### PROBLEM STATEMENT
Of the lines below, count those containing the word "covered". Reply with the number alone.

### TASK MATERIAL
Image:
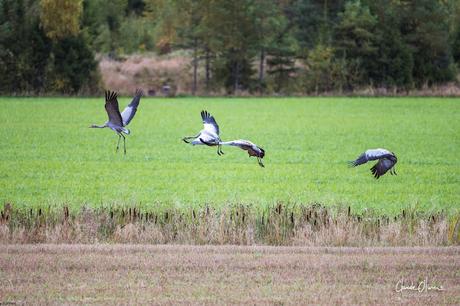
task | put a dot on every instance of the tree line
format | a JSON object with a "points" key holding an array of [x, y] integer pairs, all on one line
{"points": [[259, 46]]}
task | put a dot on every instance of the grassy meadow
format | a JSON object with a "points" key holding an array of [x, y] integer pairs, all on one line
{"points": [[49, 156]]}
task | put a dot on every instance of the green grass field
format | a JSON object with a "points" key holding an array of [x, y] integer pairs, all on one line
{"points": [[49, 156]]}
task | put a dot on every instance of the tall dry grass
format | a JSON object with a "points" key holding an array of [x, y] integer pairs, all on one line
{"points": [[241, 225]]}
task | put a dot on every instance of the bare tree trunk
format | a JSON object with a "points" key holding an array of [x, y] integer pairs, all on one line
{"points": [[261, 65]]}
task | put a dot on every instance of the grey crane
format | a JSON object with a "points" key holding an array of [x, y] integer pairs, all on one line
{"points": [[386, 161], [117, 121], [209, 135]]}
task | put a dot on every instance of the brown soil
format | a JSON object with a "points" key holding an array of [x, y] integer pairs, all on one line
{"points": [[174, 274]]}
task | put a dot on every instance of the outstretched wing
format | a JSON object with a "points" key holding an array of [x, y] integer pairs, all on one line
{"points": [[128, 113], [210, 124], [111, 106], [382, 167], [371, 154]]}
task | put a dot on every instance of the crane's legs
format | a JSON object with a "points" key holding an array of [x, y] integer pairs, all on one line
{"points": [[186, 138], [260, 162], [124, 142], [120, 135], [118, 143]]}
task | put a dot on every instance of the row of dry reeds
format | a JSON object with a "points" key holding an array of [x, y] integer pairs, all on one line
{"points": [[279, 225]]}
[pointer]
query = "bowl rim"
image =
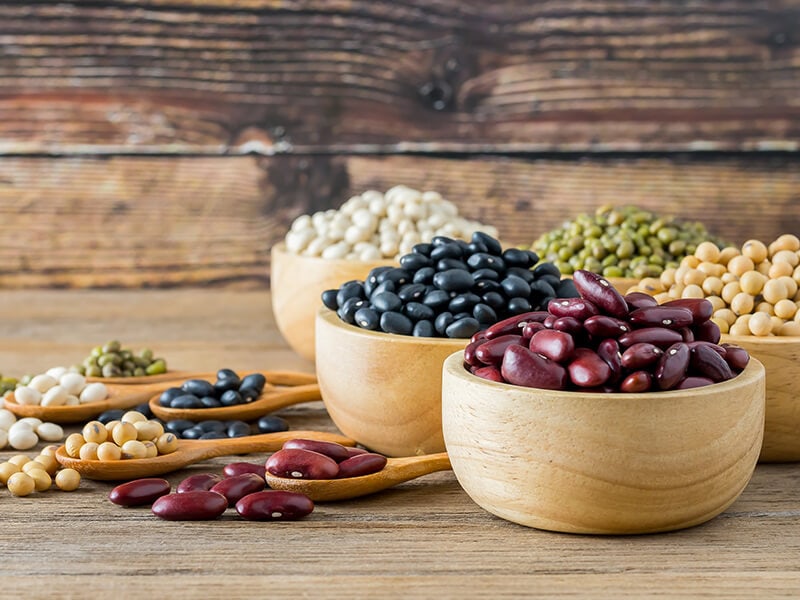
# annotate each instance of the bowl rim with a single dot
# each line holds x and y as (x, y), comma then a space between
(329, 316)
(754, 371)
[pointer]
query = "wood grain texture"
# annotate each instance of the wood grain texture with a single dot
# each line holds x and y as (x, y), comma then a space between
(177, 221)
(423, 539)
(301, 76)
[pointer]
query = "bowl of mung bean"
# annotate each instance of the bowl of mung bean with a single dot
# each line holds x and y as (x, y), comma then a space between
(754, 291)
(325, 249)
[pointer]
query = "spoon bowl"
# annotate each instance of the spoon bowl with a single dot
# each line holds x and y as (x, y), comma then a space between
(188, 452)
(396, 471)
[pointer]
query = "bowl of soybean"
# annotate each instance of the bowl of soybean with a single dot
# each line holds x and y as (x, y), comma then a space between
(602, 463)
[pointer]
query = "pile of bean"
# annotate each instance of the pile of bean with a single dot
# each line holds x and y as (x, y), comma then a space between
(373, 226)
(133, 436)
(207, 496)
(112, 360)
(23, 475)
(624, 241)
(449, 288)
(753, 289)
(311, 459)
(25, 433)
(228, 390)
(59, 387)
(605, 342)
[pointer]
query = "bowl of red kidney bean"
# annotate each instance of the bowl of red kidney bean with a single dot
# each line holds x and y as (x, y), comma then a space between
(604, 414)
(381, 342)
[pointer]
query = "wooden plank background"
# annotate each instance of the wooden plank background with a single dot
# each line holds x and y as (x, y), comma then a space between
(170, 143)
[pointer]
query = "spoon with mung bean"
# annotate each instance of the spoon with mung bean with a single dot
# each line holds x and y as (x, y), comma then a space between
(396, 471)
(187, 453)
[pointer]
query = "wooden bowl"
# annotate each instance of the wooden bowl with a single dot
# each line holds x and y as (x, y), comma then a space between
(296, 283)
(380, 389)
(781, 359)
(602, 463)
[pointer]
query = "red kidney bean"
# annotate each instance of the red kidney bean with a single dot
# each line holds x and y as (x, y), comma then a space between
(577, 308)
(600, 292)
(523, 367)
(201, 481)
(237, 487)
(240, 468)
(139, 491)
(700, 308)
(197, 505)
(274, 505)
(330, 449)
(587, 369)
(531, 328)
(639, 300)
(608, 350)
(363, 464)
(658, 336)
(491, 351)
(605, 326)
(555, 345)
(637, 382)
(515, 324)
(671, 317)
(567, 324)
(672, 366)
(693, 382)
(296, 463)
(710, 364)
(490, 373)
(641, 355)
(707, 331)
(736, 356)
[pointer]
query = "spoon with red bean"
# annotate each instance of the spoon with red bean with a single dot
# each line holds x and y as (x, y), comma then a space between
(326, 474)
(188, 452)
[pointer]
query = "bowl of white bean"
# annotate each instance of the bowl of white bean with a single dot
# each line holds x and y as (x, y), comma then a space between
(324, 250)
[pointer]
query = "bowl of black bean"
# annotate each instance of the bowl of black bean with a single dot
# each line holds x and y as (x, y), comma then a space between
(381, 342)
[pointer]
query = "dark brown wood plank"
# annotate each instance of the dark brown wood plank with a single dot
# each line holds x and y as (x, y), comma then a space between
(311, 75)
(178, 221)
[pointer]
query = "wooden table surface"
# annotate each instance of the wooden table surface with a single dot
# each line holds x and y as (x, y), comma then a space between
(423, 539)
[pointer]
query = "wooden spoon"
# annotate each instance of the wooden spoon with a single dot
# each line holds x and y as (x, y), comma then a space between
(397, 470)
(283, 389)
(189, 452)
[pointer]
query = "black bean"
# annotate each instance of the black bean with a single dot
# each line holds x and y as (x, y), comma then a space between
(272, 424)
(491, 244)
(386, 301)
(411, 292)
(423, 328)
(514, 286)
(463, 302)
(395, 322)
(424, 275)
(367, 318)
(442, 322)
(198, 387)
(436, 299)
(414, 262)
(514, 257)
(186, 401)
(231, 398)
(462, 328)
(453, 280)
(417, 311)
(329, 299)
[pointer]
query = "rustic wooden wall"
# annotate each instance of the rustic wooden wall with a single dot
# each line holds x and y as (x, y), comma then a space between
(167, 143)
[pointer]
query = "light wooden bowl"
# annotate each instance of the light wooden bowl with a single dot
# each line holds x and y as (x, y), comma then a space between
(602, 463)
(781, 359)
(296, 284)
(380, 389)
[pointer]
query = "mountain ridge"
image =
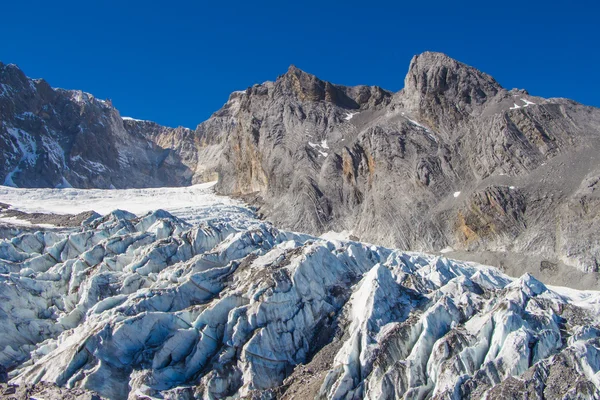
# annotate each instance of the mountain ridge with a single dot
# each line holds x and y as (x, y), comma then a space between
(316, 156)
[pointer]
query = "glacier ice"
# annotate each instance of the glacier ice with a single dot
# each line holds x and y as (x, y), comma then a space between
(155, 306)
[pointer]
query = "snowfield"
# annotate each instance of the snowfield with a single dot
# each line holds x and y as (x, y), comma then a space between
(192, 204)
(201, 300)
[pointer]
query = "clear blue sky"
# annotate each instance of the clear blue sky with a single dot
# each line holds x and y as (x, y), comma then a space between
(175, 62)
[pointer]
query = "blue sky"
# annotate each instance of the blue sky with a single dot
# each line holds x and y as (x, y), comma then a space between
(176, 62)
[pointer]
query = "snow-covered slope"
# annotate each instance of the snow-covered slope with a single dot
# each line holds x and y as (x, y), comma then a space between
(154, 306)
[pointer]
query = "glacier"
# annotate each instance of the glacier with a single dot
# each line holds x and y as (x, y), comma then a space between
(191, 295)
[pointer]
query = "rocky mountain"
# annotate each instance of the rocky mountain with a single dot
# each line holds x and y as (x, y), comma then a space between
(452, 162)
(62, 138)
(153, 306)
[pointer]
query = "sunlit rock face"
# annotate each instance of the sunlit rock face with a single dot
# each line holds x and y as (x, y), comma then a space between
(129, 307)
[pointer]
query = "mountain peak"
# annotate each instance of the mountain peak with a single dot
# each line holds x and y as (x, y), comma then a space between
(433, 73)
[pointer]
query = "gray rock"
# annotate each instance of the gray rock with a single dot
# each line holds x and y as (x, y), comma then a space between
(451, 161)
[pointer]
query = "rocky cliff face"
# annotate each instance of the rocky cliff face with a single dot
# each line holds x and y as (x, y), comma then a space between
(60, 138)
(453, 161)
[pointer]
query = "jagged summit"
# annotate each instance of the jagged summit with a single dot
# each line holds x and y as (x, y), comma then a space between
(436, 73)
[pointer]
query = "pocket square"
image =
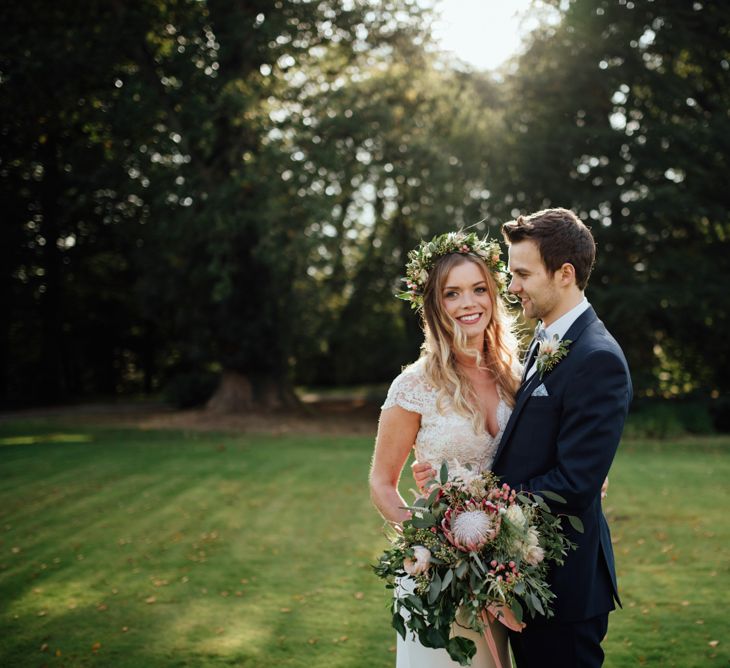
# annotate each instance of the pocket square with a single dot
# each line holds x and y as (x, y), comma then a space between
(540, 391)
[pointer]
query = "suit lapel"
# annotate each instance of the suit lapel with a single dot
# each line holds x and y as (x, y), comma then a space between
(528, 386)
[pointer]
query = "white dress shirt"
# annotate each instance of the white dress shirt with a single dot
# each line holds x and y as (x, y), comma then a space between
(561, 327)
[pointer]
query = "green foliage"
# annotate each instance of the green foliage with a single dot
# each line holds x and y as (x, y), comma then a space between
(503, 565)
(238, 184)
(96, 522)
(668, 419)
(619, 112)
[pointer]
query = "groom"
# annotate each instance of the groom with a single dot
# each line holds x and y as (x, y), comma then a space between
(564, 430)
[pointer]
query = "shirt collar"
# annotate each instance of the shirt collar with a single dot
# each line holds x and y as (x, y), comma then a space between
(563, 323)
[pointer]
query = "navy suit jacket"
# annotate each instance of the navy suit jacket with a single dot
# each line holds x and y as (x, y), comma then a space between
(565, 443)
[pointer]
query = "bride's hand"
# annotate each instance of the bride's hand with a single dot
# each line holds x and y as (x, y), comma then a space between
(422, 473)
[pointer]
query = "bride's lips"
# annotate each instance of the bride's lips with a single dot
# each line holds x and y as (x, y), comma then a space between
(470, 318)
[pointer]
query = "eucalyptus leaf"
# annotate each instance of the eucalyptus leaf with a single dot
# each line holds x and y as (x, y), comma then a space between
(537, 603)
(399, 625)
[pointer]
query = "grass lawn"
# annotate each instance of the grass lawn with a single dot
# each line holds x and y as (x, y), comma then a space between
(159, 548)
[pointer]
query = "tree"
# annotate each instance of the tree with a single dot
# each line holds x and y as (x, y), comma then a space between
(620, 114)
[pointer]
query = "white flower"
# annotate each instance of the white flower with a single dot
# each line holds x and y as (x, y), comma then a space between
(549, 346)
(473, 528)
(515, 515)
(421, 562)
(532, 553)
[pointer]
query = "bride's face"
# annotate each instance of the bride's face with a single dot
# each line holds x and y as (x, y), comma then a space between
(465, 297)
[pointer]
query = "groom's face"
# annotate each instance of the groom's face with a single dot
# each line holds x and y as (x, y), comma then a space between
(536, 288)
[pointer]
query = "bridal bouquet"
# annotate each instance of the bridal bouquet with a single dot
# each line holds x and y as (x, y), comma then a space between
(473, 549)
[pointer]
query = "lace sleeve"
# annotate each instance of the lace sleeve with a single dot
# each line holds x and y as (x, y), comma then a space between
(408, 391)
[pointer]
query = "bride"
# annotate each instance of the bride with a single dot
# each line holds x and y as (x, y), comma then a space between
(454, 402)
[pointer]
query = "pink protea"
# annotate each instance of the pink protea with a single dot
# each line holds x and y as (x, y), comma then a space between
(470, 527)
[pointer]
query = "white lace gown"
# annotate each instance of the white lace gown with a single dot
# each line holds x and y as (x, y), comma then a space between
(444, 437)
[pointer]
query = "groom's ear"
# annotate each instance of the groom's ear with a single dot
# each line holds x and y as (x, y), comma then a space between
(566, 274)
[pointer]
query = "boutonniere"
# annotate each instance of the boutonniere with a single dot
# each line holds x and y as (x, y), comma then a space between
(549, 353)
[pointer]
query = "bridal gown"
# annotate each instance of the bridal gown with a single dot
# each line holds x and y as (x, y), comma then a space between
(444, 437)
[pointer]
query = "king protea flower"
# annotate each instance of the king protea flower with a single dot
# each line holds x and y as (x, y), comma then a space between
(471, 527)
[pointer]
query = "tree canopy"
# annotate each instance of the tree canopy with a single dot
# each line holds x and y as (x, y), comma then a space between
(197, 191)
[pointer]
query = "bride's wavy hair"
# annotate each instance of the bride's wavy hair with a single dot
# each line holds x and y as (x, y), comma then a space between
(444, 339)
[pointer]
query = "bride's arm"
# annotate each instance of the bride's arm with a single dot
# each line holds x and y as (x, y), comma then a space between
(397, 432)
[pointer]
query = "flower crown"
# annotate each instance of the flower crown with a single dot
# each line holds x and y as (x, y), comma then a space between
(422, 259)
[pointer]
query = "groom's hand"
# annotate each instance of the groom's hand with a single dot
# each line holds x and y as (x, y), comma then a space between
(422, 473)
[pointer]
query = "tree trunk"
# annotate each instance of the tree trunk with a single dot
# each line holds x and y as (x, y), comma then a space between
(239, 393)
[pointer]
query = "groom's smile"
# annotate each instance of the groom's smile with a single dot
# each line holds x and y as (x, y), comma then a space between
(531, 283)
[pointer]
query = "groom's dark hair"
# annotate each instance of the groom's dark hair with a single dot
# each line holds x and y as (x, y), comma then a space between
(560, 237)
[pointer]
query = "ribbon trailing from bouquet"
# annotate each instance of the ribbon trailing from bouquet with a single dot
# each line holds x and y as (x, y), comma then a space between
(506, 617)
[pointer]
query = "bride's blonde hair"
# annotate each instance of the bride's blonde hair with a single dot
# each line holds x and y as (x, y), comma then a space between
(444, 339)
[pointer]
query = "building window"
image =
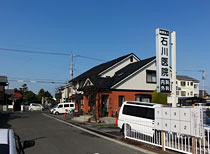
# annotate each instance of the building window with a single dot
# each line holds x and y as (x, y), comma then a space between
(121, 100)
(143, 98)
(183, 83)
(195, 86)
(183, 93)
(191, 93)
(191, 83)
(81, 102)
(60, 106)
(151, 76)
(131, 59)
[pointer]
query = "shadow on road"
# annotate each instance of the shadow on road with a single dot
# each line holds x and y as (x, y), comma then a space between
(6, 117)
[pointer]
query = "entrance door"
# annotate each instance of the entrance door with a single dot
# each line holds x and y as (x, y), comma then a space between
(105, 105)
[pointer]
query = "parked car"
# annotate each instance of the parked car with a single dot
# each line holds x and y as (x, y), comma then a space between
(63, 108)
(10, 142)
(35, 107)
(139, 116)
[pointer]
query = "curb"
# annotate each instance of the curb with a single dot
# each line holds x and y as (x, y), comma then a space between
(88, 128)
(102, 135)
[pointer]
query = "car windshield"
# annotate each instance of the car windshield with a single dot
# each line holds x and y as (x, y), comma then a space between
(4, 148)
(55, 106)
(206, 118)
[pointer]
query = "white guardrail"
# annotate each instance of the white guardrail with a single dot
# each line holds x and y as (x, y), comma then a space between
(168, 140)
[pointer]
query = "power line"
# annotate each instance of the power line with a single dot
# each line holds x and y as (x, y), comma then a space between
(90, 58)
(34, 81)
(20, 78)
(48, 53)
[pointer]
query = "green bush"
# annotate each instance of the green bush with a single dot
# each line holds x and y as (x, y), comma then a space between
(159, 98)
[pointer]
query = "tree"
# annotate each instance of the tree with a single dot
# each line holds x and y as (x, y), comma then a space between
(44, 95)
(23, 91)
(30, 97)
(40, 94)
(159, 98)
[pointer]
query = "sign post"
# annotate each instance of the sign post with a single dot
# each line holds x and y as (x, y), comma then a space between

### WRITTEN SOLUTION
2